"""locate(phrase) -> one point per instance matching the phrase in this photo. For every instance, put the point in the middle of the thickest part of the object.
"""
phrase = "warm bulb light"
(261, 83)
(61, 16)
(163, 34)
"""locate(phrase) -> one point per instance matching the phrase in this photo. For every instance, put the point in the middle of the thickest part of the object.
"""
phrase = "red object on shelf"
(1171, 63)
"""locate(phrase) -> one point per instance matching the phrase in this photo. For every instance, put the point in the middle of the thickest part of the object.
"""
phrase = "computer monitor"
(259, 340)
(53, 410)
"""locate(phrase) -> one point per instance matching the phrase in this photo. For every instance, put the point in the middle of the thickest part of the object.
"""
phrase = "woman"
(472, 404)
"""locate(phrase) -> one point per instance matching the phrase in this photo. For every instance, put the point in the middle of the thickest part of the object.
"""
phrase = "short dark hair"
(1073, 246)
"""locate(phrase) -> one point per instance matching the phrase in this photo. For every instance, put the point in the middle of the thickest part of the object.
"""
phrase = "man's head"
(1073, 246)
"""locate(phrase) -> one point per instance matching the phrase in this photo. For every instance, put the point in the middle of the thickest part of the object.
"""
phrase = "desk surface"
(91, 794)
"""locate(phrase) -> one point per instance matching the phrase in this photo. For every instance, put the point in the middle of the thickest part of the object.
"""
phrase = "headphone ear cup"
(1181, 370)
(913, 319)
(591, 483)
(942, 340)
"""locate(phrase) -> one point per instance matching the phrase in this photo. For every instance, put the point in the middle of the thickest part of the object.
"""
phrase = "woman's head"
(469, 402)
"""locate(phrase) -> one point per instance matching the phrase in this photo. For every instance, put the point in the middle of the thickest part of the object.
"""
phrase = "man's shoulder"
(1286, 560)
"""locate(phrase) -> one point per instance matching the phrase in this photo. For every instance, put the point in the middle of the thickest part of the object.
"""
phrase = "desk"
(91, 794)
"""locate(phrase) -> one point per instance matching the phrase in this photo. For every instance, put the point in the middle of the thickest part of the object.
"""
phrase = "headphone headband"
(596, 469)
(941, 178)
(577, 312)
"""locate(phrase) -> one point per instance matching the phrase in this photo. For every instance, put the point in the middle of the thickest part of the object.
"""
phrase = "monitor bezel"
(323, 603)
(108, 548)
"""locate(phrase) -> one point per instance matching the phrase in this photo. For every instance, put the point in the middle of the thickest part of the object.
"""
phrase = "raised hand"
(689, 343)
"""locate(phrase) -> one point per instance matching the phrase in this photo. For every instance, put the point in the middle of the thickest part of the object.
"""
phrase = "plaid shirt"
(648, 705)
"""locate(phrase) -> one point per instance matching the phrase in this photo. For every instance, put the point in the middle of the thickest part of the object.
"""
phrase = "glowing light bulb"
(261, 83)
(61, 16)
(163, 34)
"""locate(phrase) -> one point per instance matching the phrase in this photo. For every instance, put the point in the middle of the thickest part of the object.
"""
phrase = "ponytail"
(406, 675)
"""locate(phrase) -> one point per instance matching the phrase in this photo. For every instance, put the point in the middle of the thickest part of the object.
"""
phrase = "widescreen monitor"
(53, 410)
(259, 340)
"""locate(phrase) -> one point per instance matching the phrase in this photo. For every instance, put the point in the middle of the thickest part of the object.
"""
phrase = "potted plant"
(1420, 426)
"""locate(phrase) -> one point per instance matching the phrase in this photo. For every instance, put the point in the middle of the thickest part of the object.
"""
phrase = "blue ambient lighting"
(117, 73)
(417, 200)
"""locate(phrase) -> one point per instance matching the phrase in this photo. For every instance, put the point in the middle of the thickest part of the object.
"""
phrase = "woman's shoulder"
━━━━
Directions:
Reproduce the material exactly, with every line intact.

Exercise output:
"""locate(phrase) -> one point per instance matching the phrase in this photo. For every instance, put the point in the middle of the thickest part of the object.
"""
phrase = "warm bulb light"
(261, 83)
(61, 16)
(163, 34)
"""locate(phrase) -> one point per instance matching the phrase in this photo. For every instance, put the point in the middle of the thickest part of the object.
"""
phrase = "red object on shelf"
(1171, 63)
"""locate(phrase) -> one point per instance matching the phrase in this photo. For every instance, put the point in the middle of the thickest part of the object.
"""
phrase = "computer monitor"
(259, 340)
(53, 410)
"""locate(phrase) -> one point per instance matching the phrase in this photo. For every instance, put the point in the middle of the thickest part of the object.
"""
phrase = "woman"
(472, 404)
"""locate(phrase) -> one point per instance matching the phrase in this photo. For every instance, put the point in the middle of the thickest part of the object.
"""
phrase = "short dark hair"
(1073, 246)
"""locate(phrase) -> one point per instance matching the phrase in this photo. For every instance, put the point in the middle of the thickest part of the object.
"""
phrase = "man's head"
(1073, 246)
"""locate(phrase) -> one point per instance matching the phrase in this photo. For every instance, put the point in the middle of the thickest part of the object.
"""
phrase = "desk surface"
(91, 794)
"""locate(phrase) -> one point per instance matching the phrase in this photo. For every instance, put the point in the middle of the thickest part of the object.
"""
phrase = "headphone ear cup"
(1181, 370)
(913, 319)
(591, 483)
(942, 340)
"""locate(phrase) -> one point per instance matching the phrase in this photo. For every instance, put the point in the middle of the thickest part of the object.
"""
phrase = "woman's head"
(469, 402)
"""locate(phrase) -> one point per instance matching the phrase in this photo. For every instance, put the point in the middle of the thickest part of the object.
"""
phrase = "man's shoulder"
(1286, 560)
"""locate(phrase) -> one point per instance matching the phrase in this photo. For every instance, put the point in the middle of the thickest part of the object.
"""
phrase = "desk"
(91, 794)
"""locate(phrase) -> one point per instance matching the phrase in this photo. For every instance, put the point in the middle of the thickest part of the object.
"""
phrase = "headphone headband"
(596, 469)
(941, 178)
(577, 312)
"""locate(phrase) -> one point per instance matching the phrase in this photo. For every instance, put the point in the middle of the thickest part of the object.
"""
phrase = "monitor bezel"
(323, 603)
(108, 548)
"""locate(phrase) -> one point per instance matching the phrase in this photo. For every instance, put the point in the middle of the thickest part of the object.
"""
phrase = "raised hand"
(689, 343)
"""locate(phrase) -> one point per instance matching the phrase in this photo. For every instance, put the point in the middle of the thickest part of the object.
"""
phrase = "plaid shirt"
(648, 705)
"""locate(phrase) -> one point per instance matching the phrase in this photo. For every instance, put the point in the middle of the thickest part of the object.
"""
phrase = "glowing light bulb"
(261, 83)
(61, 16)
(163, 34)
"""locate(phrase) -> one point per instance matching the phrase in this photo. For every instance, put the point in the middle of the thickest part of the object.
"""
phrase = "ponytail"
(406, 675)
"""locate(phrase) -> one point per instance matching the phrase in this photo. For every instance, put the point in the middle of the thickest part of the object.
"""
phrase = "widescreen monitor"
(53, 410)
(259, 340)
"""locate(phrase) -> one point per instance matching the phrase in this photo. For every instance, put the point in the middle of the thickest part of the object.
"""
phrase = "potted plant"
(1420, 426)
"""locate(phrase) -> one point per instance matching the phrase in this photo. For every instance, put the point in the middle of the thickest part of the object.
"""
phrase = "blue ambient lighting"
(117, 73)
(417, 200)
"""locate(phrase) -> one point per instance matching the phrase in this photo. For every instance, put the point in the middle of the thickest part of the object.
"""
phrase = "woman's shoulder"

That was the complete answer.